== Page text ==
=== Begin Enclosure ===

“Stop the killing, act now” Clean Clothes Campaign urges brands to sign Safety Agreement

published 26-04-2013 12:05, last modified 28-05-2013 16:52
Clean Clothes Campaign is sickened by the preventable collapse of Rana Plaza and condemns brands for their failure to prevent such heavy loss of life once again. Brands must now come forward, ensure emergency steps are taken and pay without delay into a compensation fund for the victims and their families. They must also commit to prevent future disasters.

Clean Clothes Campaign urges brands to sign Safety Agreement

The total compensation figure is likely to be over US$30 million in addition to the cost of emergency treatment. The death toll, already over 300, seems likely to increase dramatically as media reports indicate that 1000 people are still unaccounted for. Our local partners have expressed concern that mismanagement and incorrect accounting by the authorities means that some deaths are not being recorded on the list of deceased. 

The CCC is contacting all brands whose names are linked to one of the five factories that were producing in the building  to verify details of their production.

Five brands have confirmed current or recent production: Bon Marche (UK), El Corte Ingles (Spain), Primark (UK/Ireland), Mango (Spain) and Joe Fresh (clothing line at Loblaw’s, Canada’s largest supermarket chain).

A number of other brands are linked to the factory through import data, labels  and other documentation found at the site by local activists of other brands producing in one of the factories, including Benetton (Italy), Cato Fashions (USA), Children’s Place (USA), Carrefour (France).  So far all deny production or failed to respond.

The CCC calls on all buyers to step forward immediately and to make sure that every effort is taken to minimise the pain and suffering of the people involved and prevent further deaths.

Ineke Zeldenrust from Clean Clothes Campaign says: “Brands can no longer justify any further delay in signing the Bangladesh Fire and Building Safety Agreement.  Since Tazreen, where 112 people died, brands have come up with insufficient proposals such as safety videos (H&M) or a safety academy (WalMart). How much safety does a video provide, when floors collapse or emergency exits do not exist? Workers need a structural solution, not a quick-fix. The lack of action demonstrated by brands amounts to criminal negligence.”

All brands involved should urgently send a representative to Bangladesh to meet with the trade unions and labour organisations working directly with the affected workers to agree on next steps. They should work with Red Cross and other appropriate agencies to make sure the injured receive proper medical attention  and provide access to financial support for those affected.  Brands should also use the leverage they have with the government of Bangladesh to ensure that the government acts with due diligence and supports the trade union leaders' call for the ministry of health to take extraordinary measures to deal with the disaster.

=== End Enclosure ===

== Required work ==
Quote the Clean Clothes Campaign statement word for word, everything from "The total compensation" down to "of their production.".

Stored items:

=== Begin Enclosure ===

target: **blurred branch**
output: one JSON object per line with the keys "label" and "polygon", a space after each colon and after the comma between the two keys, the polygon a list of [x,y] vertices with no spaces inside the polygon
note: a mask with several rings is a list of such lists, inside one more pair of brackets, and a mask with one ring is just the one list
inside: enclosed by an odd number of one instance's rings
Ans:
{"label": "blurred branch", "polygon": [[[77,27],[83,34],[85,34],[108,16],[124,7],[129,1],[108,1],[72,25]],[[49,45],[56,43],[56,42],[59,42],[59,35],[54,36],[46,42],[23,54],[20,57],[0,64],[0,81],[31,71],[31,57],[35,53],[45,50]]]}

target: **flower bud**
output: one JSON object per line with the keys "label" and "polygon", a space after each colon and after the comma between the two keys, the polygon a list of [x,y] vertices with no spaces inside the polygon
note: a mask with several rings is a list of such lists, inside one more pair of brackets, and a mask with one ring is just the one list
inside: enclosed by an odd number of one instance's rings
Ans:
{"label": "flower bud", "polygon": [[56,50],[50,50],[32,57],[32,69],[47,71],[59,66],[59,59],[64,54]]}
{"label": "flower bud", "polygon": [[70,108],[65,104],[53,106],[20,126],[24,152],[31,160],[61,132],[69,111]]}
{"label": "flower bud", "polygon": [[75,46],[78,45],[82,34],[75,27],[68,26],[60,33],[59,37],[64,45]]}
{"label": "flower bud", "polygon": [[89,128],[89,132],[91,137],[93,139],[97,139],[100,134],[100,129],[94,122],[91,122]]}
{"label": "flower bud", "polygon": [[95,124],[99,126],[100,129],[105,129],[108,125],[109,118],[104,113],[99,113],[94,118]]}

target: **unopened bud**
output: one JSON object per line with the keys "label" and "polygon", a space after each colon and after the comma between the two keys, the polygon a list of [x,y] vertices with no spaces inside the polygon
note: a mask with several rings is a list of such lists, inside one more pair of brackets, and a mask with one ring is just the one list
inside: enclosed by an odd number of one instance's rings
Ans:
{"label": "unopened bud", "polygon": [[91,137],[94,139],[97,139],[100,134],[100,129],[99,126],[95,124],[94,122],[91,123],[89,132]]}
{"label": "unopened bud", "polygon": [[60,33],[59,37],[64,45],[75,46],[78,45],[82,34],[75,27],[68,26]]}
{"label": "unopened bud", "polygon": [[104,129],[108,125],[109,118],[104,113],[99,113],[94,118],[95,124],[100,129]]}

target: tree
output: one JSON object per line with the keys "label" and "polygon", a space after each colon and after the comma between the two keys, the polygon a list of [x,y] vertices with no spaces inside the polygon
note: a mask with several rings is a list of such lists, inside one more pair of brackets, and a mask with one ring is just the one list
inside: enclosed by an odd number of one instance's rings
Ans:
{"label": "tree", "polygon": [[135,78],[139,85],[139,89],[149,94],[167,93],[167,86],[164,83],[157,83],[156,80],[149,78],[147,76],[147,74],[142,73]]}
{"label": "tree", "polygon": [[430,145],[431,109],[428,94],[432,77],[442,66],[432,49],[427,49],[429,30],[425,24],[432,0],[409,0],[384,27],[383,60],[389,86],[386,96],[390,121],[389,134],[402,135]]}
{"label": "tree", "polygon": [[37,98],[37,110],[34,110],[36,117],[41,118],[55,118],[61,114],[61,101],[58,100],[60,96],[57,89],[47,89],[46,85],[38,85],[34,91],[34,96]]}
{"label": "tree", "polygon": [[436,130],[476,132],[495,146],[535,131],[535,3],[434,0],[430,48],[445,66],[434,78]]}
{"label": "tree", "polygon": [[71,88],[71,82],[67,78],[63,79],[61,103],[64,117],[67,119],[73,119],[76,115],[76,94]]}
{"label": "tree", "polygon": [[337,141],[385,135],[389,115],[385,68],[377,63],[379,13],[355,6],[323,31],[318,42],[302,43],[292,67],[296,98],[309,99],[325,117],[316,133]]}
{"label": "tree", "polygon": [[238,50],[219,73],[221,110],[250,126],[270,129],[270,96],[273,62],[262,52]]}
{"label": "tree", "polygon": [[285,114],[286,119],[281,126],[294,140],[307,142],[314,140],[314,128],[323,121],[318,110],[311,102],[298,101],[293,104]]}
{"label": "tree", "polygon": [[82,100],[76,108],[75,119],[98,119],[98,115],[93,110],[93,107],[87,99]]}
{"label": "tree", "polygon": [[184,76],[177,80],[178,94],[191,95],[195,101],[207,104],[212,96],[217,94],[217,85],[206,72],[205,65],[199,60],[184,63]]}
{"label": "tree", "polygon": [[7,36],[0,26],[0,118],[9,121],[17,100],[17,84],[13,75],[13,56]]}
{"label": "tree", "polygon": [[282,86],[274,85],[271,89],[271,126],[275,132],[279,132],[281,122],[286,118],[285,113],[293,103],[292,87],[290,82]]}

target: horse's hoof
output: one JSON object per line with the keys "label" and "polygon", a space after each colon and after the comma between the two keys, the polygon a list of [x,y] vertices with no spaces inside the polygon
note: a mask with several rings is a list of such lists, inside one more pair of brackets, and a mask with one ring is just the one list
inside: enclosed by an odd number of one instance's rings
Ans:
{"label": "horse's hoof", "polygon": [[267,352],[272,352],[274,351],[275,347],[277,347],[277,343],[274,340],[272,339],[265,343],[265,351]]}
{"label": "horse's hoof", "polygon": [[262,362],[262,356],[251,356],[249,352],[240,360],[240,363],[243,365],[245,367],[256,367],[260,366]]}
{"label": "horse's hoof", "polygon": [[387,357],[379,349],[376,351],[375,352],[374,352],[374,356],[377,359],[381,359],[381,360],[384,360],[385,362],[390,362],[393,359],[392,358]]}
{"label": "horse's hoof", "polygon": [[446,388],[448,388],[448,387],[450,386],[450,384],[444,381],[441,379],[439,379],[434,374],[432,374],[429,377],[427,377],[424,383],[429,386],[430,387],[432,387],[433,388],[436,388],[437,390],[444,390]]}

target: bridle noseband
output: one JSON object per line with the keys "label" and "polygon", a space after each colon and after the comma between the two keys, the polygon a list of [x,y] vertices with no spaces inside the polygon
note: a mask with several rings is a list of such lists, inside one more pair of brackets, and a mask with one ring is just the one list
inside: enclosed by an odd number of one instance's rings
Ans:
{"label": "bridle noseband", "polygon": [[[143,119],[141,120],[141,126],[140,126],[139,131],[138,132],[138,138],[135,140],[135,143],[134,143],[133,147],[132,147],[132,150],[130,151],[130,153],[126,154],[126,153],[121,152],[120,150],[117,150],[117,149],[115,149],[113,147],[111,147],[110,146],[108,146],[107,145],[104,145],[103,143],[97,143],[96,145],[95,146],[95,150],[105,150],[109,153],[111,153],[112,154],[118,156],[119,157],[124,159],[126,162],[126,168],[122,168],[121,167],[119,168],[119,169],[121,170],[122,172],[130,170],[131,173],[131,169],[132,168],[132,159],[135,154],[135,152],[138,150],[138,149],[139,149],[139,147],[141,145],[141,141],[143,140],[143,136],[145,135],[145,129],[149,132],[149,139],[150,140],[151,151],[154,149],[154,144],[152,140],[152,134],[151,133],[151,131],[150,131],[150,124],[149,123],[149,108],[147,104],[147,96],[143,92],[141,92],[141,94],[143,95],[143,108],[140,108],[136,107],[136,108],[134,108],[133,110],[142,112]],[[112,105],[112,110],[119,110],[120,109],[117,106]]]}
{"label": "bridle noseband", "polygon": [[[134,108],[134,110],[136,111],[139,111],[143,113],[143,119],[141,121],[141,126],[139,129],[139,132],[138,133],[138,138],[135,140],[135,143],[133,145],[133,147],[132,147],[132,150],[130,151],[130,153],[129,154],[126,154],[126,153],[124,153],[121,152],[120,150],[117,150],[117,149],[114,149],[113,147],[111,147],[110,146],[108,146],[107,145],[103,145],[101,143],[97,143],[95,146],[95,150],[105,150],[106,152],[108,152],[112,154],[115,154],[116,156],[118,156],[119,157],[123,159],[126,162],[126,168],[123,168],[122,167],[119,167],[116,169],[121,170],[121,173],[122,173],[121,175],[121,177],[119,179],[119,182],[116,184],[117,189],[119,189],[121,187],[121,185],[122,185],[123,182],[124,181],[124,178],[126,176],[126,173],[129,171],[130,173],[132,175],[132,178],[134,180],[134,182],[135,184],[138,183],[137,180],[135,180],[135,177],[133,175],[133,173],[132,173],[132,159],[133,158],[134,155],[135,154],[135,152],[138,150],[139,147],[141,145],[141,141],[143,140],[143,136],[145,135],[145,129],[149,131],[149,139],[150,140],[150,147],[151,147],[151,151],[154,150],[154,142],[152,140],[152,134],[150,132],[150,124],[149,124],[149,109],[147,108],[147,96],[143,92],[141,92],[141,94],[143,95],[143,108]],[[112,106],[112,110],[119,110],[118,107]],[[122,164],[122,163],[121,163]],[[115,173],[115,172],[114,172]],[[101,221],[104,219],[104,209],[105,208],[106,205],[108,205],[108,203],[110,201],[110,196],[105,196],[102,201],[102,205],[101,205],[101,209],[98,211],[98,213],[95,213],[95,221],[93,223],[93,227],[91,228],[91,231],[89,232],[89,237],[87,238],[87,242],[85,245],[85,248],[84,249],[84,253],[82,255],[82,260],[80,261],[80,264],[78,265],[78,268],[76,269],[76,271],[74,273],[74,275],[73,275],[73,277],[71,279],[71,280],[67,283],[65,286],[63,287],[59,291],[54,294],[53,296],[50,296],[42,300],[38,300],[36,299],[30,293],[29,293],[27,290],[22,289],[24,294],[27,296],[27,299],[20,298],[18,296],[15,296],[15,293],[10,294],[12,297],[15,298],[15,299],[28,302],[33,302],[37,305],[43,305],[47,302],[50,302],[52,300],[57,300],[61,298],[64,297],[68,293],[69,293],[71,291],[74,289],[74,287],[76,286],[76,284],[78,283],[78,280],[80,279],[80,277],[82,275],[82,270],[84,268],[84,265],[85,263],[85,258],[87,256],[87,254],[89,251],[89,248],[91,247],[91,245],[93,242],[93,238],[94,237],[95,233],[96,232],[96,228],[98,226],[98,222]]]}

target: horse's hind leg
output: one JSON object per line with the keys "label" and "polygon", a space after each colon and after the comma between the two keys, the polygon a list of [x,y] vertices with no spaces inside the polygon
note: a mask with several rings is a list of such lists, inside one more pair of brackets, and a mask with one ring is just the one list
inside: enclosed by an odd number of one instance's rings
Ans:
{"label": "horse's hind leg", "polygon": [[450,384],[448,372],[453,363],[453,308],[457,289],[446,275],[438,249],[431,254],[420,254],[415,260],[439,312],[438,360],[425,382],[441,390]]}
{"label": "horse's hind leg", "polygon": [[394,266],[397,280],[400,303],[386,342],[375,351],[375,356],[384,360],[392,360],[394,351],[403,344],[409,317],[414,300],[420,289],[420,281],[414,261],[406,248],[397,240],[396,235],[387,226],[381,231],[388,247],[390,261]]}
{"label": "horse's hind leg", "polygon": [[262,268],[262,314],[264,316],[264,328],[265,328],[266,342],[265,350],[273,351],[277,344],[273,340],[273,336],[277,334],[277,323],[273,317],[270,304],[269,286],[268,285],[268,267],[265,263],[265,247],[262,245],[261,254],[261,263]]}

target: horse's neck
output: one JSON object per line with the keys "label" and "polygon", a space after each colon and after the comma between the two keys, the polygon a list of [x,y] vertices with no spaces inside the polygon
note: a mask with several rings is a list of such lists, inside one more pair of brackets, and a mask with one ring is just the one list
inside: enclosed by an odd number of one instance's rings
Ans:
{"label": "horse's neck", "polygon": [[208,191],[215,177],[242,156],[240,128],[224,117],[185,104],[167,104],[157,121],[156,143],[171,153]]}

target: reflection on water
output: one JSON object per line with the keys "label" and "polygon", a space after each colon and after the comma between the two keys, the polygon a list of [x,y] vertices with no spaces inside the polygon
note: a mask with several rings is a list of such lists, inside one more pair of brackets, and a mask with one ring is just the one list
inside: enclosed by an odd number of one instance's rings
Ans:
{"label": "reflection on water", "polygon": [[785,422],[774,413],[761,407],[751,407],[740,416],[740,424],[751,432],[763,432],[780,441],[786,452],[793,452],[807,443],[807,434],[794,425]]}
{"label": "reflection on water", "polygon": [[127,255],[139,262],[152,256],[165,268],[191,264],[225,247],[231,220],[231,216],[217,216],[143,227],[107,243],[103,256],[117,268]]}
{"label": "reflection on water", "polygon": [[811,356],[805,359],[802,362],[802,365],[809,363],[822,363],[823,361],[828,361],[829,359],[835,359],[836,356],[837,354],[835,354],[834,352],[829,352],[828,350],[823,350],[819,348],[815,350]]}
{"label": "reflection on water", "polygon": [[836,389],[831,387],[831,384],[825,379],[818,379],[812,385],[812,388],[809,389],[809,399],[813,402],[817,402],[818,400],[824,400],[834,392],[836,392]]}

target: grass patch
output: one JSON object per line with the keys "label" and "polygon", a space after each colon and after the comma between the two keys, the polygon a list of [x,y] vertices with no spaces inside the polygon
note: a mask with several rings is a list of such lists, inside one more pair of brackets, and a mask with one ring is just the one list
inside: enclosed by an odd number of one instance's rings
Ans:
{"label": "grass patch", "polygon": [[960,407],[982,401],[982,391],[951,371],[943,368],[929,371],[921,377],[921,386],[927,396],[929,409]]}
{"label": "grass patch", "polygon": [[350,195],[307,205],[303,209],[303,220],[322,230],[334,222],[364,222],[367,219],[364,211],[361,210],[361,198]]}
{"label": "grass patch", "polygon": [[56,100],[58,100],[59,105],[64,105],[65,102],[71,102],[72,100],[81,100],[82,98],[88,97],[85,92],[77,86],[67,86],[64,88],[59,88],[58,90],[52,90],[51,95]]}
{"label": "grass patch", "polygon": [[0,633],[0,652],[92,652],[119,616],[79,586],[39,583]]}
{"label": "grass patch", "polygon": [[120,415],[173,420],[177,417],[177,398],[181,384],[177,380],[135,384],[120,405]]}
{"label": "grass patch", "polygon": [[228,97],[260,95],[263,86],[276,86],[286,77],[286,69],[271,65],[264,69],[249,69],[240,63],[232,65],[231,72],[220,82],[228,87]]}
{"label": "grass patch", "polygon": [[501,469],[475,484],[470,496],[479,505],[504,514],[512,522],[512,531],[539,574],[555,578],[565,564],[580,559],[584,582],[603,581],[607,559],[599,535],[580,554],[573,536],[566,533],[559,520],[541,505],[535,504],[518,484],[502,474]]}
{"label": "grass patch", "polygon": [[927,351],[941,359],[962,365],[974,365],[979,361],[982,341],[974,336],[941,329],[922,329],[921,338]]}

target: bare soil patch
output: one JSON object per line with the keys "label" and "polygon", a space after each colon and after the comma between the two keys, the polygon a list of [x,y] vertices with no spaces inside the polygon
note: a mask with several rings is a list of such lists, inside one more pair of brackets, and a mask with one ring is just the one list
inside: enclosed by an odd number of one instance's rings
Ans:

=== End Enclosure ===

== Your solution ==
The total compensation figure is likely to be over US$30 million in addition to the cost of emergency treatment. The death toll, already over 300, seems likely to increase dramatically as media reports indicate that 1000 people are still unaccounted for. Our local partners have expressed concern that mismanagement and incorrect accounting by the authorities means that some deaths are not being recorded on the list of deceased. 

The CCC is contacting all brands whose names are linked to one of the five factories that were producing in the building  to verify details of their production.